TASKS TO COMPLETE =
(a) Answer these about the M25 passage below:
(i) At least how many lanes wide should each carriageway be?
(ii) How many miles of the M25 were to be widened at a time?
(iii) How long would the whole project probably take?
(b) Please write out the M25 passage below word for word, from "Before long Cyril" up to and including "chances of a gong.".

Thus the splendid highway was born that would speed one and all on their way to grandma, the shops, the airport, the ferry, the theatre.....well, to everywhere.  It was such a good idea, people with all types of vehicles flocked to it. 100,000, 150,000, 200,000 vehicles a day drove on to it. Pretty soon "M25" was becoming a synonym for congestion

Before long Cyril Engineer's new motorway was so popular it was clear each carriageway should be at least four lanes wide.

Unfortunately, about this time, some rail-commuting genius in the Department Of/For/By/With Transport arrived at the bizarre conclusion that driving had become so popular the nation should stop building new motorways

That way, he reasoned, the Treasury could keep countless billions of road and fuel taxes to spend on unworkable computer dreams, five star immigrant hostels with clean moats, luxury accommodations for ducks and first class rail tickets for poor, dear, sensitive, parliamentarians to finish off their sudoku puzzles in peace. It would also greatly advance Jeremy Jobsworth's chances of a gong.

The great and the good huddled in secret enclave at the Department For/Of/By/With/Without Transport and decided in future to widen only five miles of the M25 at a time, so not to upset emotionally vulnerable tree dwellers. The whole project would probably take a hundred years. The Treasury would be thrilled.

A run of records
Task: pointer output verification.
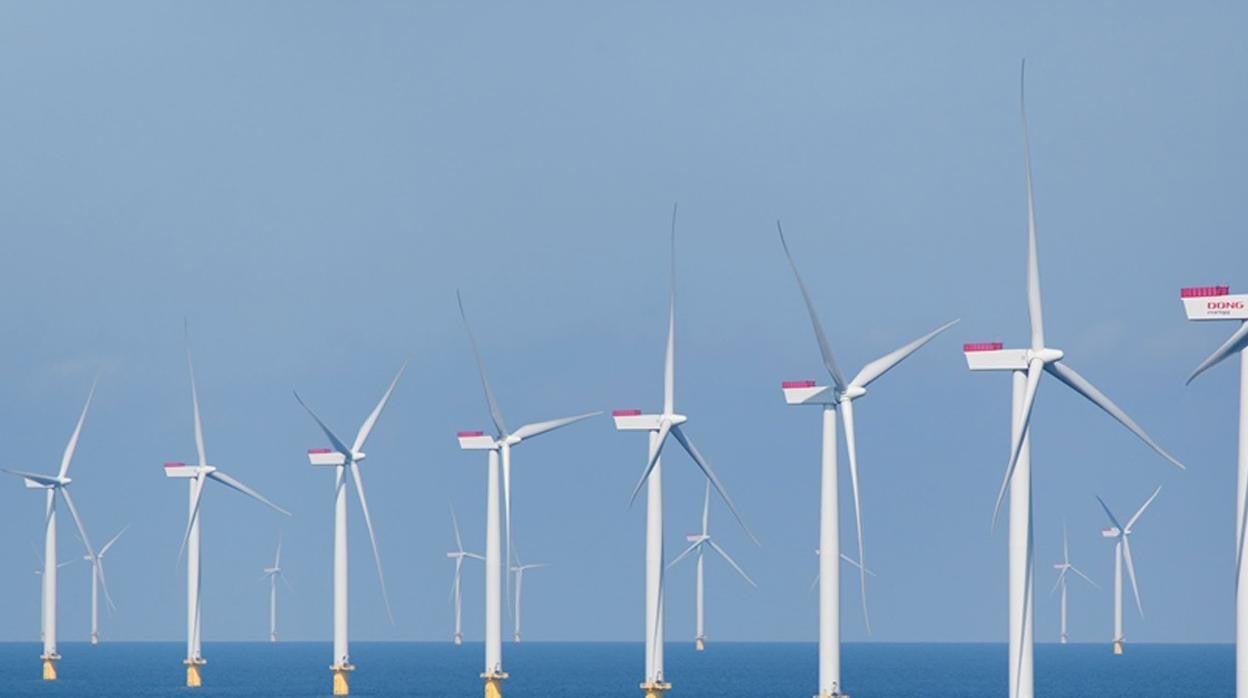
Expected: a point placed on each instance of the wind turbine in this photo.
(659, 426)
(698, 543)
(1063, 568)
(39, 572)
(272, 575)
(96, 580)
(343, 460)
(55, 485)
(1026, 366)
(1121, 536)
(1217, 302)
(197, 476)
(458, 555)
(518, 570)
(839, 396)
(501, 442)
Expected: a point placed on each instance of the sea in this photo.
(554, 669)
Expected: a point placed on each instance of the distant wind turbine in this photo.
(698, 543)
(458, 555)
(839, 396)
(346, 460)
(1027, 366)
(1121, 536)
(54, 486)
(659, 427)
(1063, 568)
(197, 476)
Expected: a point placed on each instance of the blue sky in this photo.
(308, 184)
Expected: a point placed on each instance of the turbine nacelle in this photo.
(185, 471)
(331, 457)
(633, 420)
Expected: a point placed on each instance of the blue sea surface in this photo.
(608, 669)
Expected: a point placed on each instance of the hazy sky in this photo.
(310, 182)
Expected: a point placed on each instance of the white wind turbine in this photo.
(96, 581)
(39, 572)
(1121, 536)
(698, 542)
(659, 426)
(1027, 366)
(1217, 302)
(1063, 568)
(197, 476)
(518, 570)
(272, 575)
(839, 396)
(54, 485)
(458, 555)
(501, 442)
(343, 460)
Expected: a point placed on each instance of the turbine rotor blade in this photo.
(1028, 402)
(820, 336)
(333, 438)
(846, 410)
(881, 366)
(235, 485)
(372, 537)
(78, 430)
(529, 431)
(367, 427)
(664, 428)
(1068, 376)
(494, 412)
(1035, 309)
(1233, 345)
(1135, 517)
(710, 475)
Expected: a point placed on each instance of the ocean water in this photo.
(610, 669)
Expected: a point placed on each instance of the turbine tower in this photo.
(1217, 302)
(1121, 536)
(698, 543)
(272, 575)
(659, 426)
(346, 460)
(501, 442)
(1062, 570)
(518, 570)
(1027, 366)
(839, 396)
(96, 580)
(196, 477)
(458, 555)
(54, 486)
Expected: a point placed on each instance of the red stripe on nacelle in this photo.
(1203, 291)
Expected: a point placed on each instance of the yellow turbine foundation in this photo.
(341, 684)
(494, 684)
(192, 673)
(50, 666)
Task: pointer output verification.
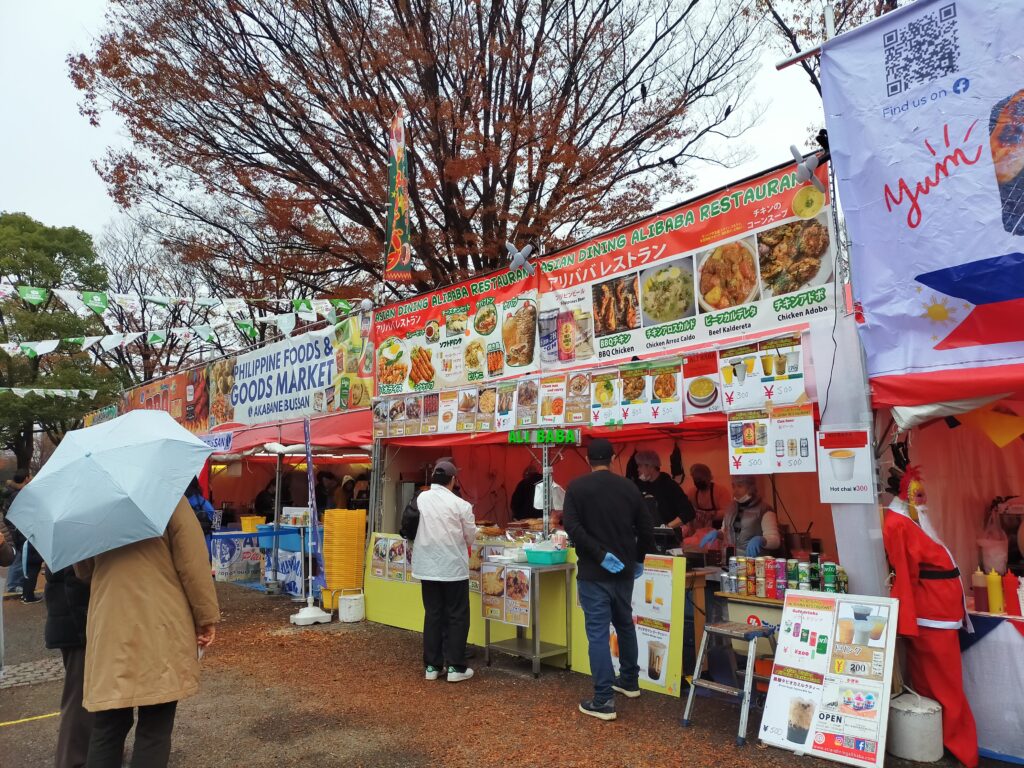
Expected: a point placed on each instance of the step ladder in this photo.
(729, 631)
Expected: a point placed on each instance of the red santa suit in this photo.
(932, 609)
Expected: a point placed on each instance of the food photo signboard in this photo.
(832, 677)
(745, 259)
(473, 332)
(846, 466)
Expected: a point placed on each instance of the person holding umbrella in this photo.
(111, 501)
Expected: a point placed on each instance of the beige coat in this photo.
(147, 601)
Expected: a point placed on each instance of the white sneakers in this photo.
(458, 677)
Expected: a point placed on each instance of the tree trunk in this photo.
(25, 444)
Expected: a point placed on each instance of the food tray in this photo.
(547, 556)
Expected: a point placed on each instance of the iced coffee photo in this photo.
(801, 713)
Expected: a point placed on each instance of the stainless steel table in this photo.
(531, 647)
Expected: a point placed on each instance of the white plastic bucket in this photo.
(914, 728)
(351, 606)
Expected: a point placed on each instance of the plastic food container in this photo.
(547, 556)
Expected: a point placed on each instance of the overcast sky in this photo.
(48, 148)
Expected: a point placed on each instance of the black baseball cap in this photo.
(599, 451)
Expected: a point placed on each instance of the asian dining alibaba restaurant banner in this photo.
(752, 258)
(925, 110)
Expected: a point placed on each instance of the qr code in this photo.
(922, 50)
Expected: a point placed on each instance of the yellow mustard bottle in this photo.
(994, 584)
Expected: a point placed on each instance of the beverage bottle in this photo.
(980, 590)
(994, 583)
(1010, 596)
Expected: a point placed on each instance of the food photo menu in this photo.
(828, 694)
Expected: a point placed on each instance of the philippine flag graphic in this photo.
(995, 288)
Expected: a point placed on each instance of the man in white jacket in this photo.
(440, 561)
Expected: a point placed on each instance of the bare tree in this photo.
(261, 126)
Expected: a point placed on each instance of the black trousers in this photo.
(34, 563)
(153, 736)
(445, 623)
(76, 722)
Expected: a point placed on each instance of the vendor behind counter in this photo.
(666, 500)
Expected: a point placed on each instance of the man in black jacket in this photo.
(67, 608)
(611, 529)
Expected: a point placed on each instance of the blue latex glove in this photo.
(611, 563)
(754, 546)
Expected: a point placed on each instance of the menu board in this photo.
(578, 399)
(606, 393)
(635, 393)
(741, 260)
(652, 616)
(429, 413)
(380, 418)
(466, 420)
(414, 415)
(448, 410)
(666, 391)
(830, 682)
(476, 331)
(486, 403)
(792, 436)
(846, 467)
(749, 442)
(505, 413)
(701, 383)
(527, 403)
(553, 399)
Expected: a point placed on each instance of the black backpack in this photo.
(410, 520)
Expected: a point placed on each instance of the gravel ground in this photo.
(276, 695)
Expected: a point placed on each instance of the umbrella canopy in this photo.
(108, 485)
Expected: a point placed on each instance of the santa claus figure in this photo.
(932, 609)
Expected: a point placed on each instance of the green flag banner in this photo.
(33, 295)
(97, 301)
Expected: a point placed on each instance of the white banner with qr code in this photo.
(925, 110)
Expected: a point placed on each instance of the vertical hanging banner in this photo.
(925, 110)
(397, 261)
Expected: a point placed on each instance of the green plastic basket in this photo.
(547, 557)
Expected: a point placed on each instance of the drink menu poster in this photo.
(829, 689)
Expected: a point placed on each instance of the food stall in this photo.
(706, 328)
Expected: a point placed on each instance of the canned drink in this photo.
(736, 433)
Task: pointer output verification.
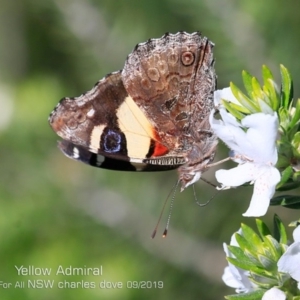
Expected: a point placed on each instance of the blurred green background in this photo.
(56, 212)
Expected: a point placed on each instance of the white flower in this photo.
(289, 262)
(274, 294)
(235, 277)
(253, 145)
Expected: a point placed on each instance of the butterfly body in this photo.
(150, 116)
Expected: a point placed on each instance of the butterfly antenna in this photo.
(213, 196)
(174, 188)
(170, 212)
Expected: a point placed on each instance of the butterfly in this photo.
(153, 115)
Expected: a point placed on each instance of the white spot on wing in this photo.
(75, 153)
(96, 137)
(90, 113)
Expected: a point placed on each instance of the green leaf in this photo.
(246, 264)
(243, 99)
(286, 88)
(288, 201)
(262, 228)
(273, 96)
(255, 295)
(296, 116)
(279, 230)
(296, 145)
(235, 109)
(252, 238)
(274, 248)
(266, 74)
(267, 263)
(257, 91)
(247, 79)
(241, 256)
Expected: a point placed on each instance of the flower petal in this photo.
(274, 294)
(236, 176)
(289, 262)
(261, 137)
(296, 234)
(264, 189)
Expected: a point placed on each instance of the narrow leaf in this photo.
(279, 230)
(262, 228)
(286, 88)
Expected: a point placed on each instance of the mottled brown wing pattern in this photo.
(172, 80)
(151, 116)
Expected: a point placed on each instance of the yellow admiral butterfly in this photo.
(150, 116)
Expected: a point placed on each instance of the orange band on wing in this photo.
(159, 149)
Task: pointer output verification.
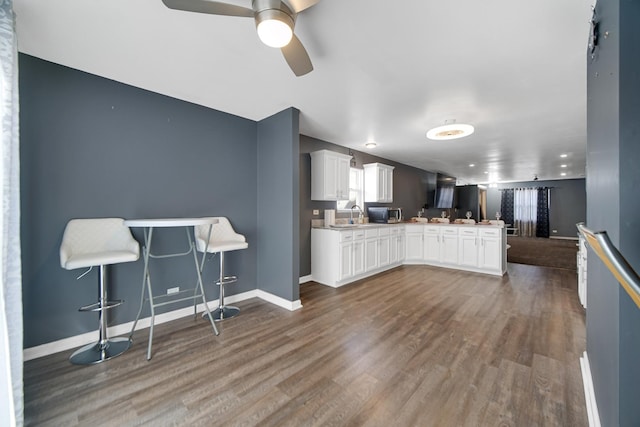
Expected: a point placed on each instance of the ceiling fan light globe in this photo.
(275, 28)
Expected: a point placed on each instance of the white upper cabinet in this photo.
(378, 183)
(329, 175)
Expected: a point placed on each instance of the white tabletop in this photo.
(169, 222)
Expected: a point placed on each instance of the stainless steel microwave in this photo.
(383, 215)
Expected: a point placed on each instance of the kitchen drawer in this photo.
(346, 236)
(449, 231)
(358, 234)
(371, 232)
(493, 232)
(414, 228)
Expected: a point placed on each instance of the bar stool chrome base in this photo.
(97, 352)
(222, 313)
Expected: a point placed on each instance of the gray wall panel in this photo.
(91, 147)
(409, 190)
(278, 204)
(613, 152)
(567, 203)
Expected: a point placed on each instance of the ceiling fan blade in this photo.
(297, 57)
(211, 7)
(300, 5)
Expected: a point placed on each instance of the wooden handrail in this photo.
(603, 247)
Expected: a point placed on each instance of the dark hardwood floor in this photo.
(415, 346)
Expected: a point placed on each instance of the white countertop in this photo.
(340, 227)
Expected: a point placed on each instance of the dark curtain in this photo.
(506, 206)
(542, 221)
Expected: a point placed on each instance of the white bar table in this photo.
(198, 291)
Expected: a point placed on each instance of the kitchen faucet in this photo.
(360, 214)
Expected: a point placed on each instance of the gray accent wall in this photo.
(409, 190)
(92, 147)
(278, 205)
(613, 180)
(567, 203)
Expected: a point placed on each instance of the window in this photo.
(356, 191)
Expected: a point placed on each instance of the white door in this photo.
(468, 251)
(401, 246)
(393, 248)
(414, 247)
(346, 261)
(432, 246)
(490, 253)
(371, 254)
(358, 257)
(449, 249)
(384, 243)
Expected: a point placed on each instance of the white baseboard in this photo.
(125, 328)
(305, 279)
(589, 392)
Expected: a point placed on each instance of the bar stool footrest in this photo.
(227, 280)
(99, 352)
(97, 307)
(222, 313)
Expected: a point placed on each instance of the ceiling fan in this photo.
(275, 20)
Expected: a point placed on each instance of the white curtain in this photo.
(525, 210)
(11, 397)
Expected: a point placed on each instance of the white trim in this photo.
(589, 392)
(305, 279)
(280, 302)
(124, 329)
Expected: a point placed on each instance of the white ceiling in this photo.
(384, 71)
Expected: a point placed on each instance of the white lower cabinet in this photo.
(474, 248)
(358, 257)
(414, 239)
(396, 244)
(346, 260)
(432, 243)
(339, 257)
(449, 245)
(468, 247)
(384, 247)
(371, 249)
(492, 254)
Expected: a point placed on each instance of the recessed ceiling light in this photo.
(452, 131)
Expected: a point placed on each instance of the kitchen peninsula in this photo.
(345, 253)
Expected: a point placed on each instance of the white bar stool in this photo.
(98, 242)
(223, 239)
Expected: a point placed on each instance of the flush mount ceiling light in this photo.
(275, 27)
(450, 131)
(275, 21)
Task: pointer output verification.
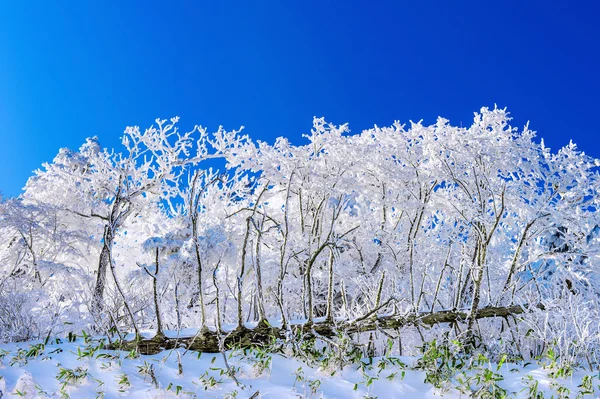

LIST OF SOLUTIONS =
(a)
(i) Four lanes
(ii) Five miles
(iii) A hundred years

(b)
Before long Cyril Engineer's new motorway was so popular it was clear each carriageway should be at least four lanes wide.

Unfortunately, about this time, some rail-commuting genius in the Department Of/For/By/With Transport arrived at the bizarre conclusion that driving had become so popular the nation should stop building new motorways

That way, he reasoned, the Treasury could keep countless billions of road and fuel taxes to spend on unworkable computer dreams, five star immigrant hostels with clean moats, luxury accommodations for ducks and first class rail tickets for poor, dear, sensitive, parliamentarians to finish off their sudoku puzzles in peace. It would also greatly advance Jeremy Jobsworth's chances of a gong.